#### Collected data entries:
● ● ●
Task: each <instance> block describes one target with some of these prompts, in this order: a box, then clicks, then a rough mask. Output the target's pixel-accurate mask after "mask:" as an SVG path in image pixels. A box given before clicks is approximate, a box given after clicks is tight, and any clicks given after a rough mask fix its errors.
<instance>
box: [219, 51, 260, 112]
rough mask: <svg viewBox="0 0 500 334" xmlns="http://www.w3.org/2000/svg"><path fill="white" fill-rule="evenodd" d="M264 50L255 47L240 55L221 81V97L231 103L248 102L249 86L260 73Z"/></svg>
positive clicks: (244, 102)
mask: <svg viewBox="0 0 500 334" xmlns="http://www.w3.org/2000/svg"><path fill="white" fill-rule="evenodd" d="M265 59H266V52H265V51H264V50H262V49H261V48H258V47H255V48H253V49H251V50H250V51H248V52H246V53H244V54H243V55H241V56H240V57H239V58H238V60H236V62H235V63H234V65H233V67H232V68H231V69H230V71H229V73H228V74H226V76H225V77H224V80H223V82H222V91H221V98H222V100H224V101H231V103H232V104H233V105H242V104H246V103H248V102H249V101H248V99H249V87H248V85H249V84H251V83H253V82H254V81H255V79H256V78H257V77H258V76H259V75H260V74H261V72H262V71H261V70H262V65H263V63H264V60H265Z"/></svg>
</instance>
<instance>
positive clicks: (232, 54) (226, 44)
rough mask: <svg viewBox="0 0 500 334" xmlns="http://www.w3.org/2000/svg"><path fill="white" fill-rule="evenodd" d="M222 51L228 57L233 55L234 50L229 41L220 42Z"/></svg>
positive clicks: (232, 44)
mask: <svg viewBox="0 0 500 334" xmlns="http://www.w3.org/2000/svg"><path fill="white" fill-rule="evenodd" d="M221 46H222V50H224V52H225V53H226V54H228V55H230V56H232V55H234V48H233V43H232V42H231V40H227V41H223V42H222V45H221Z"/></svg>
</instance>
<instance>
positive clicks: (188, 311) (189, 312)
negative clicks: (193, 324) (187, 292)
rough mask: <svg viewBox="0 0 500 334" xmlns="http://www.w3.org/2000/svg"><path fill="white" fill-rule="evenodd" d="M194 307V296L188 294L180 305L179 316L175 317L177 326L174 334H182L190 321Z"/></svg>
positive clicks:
● ● ●
#### TASK DESCRIPTION:
Format all of the data above as a JSON array of strings, one string per line, leaving out any blank lines.

#### ANSWER BOX:
[
  "Task: each <instance> block describes one target with some of these prompts, in this order: a box, then clicks, then a rough mask. Output the target's pixel-accurate mask after \"mask:\" as an SVG path in image pixels. A box given before clicks is approximate, a box given after clicks is tight, and any clicks given after a rough mask fix its errors.",
  "<instance>",
  "box: [219, 51, 260, 112]",
  "rough mask: <svg viewBox=\"0 0 500 334\" xmlns=\"http://www.w3.org/2000/svg\"><path fill=\"white\" fill-rule=\"evenodd\" d=\"M264 50L255 47L240 55L221 81V97L231 103L248 102L249 86L260 73Z\"/></svg>",
  "positive clicks: (244, 102)",
  "mask: <svg viewBox=\"0 0 500 334\" xmlns=\"http://www.w3.org/2000/svg\"><path fill=\"white\" fill-rule=\"evenodd\" d=\"M265 59H266V52H265V51H264V50H262V49H261V48H258V47H255V48H253V49H251V50H250V51H248V52H246V53H244V54H243V55H241V56H240V57H239V58H238V60H236V62H235V63H234V65H233V67H232V68H231V69H230V71H229V73H228V74H226V76H225V77H224V80H223V82H222V91H221V98H222V100H224V101H231V103H232V104H233V105H242V104H246V103H248V102H249V101H248V99H249V87H248V85H249V84H251V83H253V82H254V81H255V79H256V78H257V77H258V76H259V75H260V74H261V72H262V71H261V70H262V65H263V63H264V60H265Z\"/></svg>",
  "</instance>",
  "<instance>",
  "positive clicks: (232, 54) (226, 44)",
  "rough mask: <svg viewBox=\"0 0 500 334\" xmlns=\"http://www.w3.org/2000/svg\"><path fill=\"white\" fill-rule=\"evenodd\" d=\"M222 51L228 57L233 55L234 50L229 41L220 42Z\"/></svg>",
  "positive clicks: (232, 44)",
  "mask: <svg viewBox=\"0 0 500 334\" xmlns=\"http://www.w3.org/2000/svg\"><path fill=\"white\" fill-rule=\"evenodd\" d=\"M221 46H222V50H224V52H225V53H226V54H228V55H230V56H232V55H234V48H233V43H232V42H231V40H227V41H223V42H222V45H221Z\"/></svg>",
  "</instance>",
  "<instance>",
  "positive clicks: (188, 311) (189, 312)",
  "negative clicks: (193, 324) (187, 292)",
  "rough mask: <svg viewBox=\"0 0 500 334\" xmlns=\"http://www.w3.org/2000/svg\"><path fill=\"white\" fill-rule=\"evenodd\" d=\"M194 307V296L188 294L180 305L179 316L175 317L177 326L174 334H182L190 321Z\"/></svg>",
  "positive clicks:"
]